Task to carry out: Tally up the lines below that include the word "jacket". Answer with the number alone.

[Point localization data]
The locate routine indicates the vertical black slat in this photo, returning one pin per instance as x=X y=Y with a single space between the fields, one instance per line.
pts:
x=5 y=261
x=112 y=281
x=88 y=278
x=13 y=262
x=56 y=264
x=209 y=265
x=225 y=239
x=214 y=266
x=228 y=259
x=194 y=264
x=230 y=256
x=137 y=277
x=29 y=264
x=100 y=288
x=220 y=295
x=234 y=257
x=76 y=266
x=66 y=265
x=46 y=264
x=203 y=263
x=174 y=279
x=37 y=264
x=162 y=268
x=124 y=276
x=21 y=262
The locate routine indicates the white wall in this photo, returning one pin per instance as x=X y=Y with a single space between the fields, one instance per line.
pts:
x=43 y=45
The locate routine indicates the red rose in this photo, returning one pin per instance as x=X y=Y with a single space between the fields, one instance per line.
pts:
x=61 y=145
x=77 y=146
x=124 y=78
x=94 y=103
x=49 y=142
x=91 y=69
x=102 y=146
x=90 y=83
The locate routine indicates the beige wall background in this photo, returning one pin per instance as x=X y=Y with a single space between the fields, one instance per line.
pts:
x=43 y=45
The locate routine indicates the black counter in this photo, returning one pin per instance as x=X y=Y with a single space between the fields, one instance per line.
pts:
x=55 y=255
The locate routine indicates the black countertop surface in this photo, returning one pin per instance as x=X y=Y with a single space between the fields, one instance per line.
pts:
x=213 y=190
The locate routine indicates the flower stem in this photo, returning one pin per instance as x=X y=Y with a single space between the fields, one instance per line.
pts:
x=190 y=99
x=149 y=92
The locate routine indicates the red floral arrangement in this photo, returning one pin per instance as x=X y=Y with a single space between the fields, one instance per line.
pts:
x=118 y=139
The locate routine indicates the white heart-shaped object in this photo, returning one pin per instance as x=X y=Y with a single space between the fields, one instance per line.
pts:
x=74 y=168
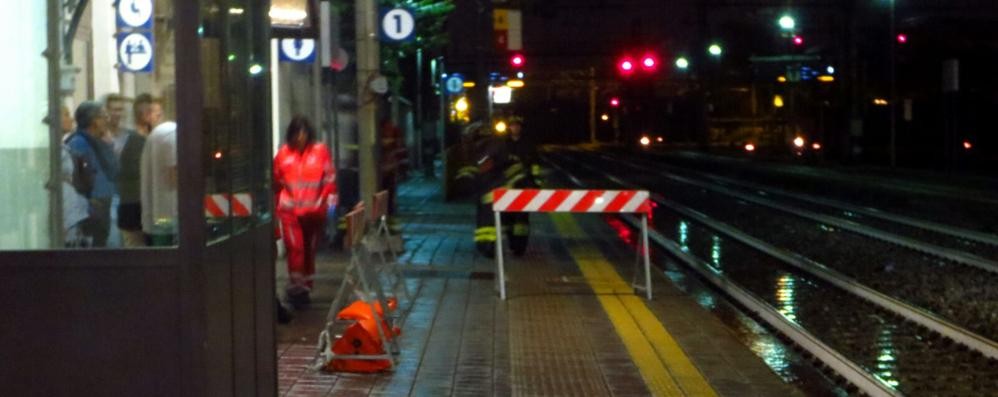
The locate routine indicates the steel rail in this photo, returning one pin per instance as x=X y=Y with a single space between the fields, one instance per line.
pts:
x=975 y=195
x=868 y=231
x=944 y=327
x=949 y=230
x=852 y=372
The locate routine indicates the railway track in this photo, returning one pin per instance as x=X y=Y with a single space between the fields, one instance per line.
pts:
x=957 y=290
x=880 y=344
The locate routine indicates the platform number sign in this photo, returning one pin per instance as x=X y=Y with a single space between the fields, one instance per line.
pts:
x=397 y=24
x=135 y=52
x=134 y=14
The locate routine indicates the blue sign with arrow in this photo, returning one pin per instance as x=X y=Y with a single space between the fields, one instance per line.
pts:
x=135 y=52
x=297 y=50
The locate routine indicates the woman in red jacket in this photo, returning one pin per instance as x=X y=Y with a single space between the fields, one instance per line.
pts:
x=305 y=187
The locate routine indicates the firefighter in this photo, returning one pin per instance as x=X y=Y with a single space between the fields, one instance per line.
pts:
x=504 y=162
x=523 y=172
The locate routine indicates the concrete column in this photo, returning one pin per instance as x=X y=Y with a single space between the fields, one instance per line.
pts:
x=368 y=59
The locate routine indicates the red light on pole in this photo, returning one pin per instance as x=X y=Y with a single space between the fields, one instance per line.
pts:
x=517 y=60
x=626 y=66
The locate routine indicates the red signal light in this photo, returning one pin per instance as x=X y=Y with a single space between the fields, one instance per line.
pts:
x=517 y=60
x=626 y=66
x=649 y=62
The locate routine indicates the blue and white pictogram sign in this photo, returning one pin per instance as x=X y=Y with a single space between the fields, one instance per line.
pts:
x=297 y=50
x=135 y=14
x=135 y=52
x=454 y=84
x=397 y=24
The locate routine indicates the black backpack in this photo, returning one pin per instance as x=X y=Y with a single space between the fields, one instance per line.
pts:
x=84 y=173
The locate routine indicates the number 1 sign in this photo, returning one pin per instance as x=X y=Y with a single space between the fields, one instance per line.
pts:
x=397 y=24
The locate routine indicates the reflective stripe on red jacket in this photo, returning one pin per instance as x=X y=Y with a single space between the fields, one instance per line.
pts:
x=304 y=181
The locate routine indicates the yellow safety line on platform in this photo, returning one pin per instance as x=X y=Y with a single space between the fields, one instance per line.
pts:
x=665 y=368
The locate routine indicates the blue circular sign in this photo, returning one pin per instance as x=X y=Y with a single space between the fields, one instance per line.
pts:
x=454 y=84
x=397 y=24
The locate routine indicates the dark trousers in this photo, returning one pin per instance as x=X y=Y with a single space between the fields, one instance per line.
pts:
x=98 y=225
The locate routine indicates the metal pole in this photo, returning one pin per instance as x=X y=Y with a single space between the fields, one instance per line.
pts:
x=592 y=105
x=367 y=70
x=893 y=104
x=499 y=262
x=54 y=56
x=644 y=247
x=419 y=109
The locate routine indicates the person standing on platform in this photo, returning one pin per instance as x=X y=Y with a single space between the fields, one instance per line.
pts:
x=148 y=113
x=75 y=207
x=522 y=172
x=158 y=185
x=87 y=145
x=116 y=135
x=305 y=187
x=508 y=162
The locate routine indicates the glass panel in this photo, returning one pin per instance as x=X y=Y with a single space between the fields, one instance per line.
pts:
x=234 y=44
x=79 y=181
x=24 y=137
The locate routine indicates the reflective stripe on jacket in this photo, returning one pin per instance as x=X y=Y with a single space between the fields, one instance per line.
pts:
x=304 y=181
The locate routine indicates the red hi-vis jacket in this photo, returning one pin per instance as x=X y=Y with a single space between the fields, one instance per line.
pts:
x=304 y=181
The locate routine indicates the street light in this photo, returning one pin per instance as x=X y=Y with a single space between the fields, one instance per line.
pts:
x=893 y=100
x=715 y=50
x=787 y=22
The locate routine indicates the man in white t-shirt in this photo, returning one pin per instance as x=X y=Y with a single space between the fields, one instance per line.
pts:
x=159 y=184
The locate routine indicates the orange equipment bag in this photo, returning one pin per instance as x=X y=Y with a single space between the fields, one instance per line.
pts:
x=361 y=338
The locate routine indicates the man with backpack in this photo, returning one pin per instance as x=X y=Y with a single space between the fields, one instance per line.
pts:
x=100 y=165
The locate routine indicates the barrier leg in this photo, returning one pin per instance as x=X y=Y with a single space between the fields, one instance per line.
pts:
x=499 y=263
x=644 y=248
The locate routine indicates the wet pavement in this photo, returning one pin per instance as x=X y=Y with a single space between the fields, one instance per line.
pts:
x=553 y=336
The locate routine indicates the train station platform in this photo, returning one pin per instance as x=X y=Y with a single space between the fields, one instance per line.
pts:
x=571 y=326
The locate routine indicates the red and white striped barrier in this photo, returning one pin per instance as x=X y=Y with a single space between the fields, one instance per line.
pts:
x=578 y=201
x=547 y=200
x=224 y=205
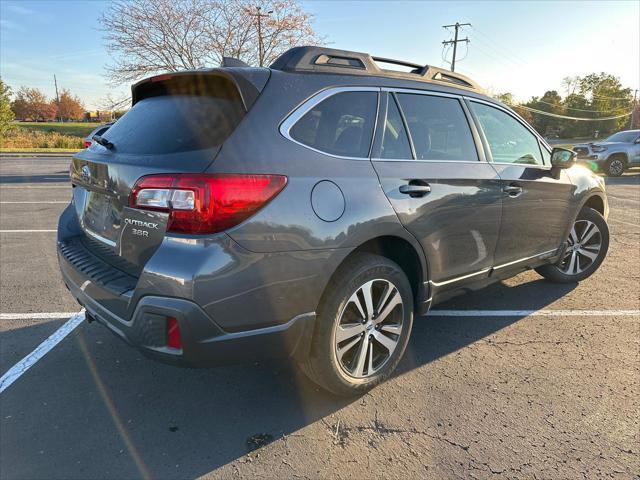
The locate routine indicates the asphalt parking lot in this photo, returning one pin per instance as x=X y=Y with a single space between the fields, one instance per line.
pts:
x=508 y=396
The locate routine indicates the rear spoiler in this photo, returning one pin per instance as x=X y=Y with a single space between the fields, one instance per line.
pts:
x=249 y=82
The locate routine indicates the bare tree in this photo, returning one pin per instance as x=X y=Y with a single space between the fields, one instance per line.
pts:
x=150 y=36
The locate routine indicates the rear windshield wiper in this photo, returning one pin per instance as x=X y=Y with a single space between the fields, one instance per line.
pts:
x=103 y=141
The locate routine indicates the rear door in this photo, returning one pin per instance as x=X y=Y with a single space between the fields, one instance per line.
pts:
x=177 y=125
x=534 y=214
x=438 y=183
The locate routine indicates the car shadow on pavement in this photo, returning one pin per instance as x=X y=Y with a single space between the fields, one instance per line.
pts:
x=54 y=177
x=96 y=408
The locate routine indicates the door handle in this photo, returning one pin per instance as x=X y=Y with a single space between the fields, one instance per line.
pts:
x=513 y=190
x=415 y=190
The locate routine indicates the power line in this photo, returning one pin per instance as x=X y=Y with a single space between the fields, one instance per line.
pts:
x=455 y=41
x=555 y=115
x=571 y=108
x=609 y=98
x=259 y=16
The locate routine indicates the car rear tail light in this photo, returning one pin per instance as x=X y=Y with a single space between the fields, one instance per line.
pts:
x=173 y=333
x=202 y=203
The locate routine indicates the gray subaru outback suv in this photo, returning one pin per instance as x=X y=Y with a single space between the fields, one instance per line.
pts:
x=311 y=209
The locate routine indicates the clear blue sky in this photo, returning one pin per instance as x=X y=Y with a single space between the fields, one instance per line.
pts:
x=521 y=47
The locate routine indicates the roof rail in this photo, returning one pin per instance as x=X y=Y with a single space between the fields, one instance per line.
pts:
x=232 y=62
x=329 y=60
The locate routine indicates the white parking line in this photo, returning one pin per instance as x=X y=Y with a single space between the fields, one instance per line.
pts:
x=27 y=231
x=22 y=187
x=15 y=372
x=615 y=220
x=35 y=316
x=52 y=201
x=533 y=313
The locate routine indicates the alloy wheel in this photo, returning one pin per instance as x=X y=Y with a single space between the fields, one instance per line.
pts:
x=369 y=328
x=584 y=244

...

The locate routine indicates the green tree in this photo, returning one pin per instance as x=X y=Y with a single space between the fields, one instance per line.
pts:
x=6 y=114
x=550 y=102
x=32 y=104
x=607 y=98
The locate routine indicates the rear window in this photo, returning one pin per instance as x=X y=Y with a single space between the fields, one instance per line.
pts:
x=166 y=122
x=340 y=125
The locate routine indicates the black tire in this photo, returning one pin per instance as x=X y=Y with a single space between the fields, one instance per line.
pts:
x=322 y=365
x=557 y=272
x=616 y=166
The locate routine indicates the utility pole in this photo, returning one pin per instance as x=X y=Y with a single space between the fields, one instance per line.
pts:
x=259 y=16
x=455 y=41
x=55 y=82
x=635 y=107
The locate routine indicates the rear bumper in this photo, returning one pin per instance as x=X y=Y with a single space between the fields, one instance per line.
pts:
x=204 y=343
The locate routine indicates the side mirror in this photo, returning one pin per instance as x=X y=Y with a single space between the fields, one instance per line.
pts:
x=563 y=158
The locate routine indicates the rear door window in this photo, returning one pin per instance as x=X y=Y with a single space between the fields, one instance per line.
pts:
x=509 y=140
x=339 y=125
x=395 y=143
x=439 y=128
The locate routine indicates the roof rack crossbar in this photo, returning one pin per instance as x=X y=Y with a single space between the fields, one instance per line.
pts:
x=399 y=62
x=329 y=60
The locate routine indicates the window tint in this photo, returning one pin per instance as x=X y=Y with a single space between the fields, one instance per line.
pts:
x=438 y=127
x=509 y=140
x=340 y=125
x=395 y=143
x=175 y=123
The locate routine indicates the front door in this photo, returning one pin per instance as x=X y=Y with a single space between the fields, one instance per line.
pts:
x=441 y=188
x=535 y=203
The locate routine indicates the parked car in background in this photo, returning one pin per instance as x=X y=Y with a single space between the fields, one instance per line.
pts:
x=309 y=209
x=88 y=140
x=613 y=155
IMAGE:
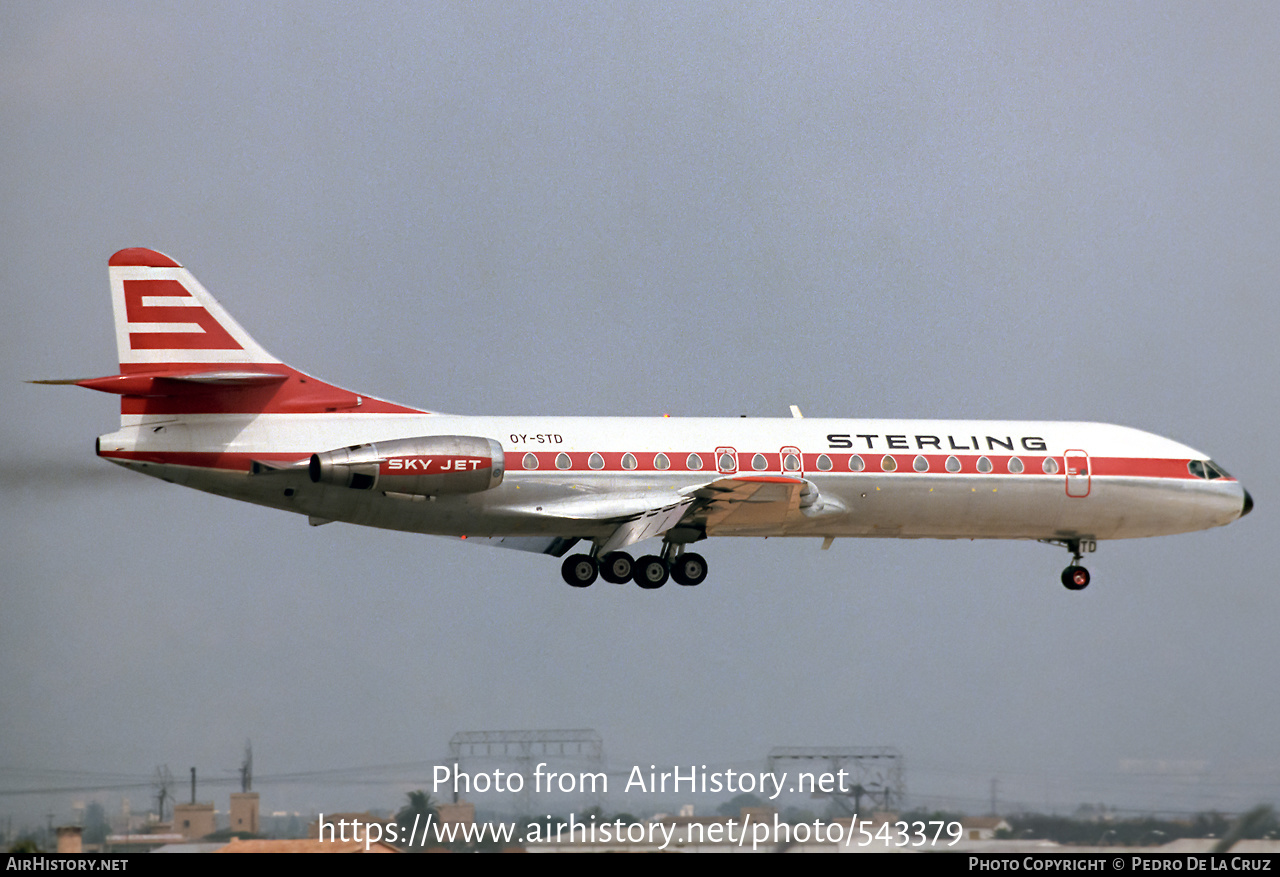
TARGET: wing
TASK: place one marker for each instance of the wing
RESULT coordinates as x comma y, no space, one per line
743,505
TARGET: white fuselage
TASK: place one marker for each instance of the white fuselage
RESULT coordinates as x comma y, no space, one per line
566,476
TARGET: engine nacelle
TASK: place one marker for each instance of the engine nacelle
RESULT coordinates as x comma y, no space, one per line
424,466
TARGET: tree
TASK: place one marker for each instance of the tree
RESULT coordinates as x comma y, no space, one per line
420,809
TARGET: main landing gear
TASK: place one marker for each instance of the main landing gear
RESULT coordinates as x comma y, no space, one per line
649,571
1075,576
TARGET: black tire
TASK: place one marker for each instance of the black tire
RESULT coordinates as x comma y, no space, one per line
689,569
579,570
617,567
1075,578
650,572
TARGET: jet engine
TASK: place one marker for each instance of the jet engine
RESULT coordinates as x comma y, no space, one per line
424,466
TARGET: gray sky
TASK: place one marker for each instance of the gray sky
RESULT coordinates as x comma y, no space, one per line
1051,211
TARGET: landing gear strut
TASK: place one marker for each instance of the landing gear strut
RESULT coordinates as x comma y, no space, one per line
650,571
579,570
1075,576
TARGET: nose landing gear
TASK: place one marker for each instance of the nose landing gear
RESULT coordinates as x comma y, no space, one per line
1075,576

--

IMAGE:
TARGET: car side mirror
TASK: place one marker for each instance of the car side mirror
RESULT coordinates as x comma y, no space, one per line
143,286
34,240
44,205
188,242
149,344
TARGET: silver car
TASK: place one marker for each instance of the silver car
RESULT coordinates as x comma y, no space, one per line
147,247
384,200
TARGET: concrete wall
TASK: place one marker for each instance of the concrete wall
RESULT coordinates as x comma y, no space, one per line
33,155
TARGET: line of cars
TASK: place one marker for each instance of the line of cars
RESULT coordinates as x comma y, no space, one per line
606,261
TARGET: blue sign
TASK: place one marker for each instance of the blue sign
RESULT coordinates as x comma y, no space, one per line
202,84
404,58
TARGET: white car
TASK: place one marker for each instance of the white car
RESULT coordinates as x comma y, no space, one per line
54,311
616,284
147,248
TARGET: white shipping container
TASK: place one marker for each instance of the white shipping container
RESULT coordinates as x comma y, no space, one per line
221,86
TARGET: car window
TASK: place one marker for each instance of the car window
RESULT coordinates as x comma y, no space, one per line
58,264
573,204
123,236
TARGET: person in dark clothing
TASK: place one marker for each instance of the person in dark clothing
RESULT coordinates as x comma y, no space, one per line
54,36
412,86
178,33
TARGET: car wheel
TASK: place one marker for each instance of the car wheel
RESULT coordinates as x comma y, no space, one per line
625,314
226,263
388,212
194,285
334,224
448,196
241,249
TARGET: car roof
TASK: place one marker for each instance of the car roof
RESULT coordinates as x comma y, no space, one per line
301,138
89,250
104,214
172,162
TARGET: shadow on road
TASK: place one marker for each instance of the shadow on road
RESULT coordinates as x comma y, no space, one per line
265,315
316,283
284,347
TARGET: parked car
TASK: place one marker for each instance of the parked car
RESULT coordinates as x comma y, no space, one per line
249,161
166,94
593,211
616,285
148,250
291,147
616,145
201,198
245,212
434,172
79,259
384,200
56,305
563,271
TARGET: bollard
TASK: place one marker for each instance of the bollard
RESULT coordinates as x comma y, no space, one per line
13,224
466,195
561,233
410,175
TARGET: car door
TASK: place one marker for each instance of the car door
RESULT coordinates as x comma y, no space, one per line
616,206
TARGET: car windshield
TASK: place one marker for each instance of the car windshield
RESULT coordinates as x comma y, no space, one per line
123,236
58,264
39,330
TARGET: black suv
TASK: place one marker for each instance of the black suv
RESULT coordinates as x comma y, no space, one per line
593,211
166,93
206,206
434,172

Reply to the task: 4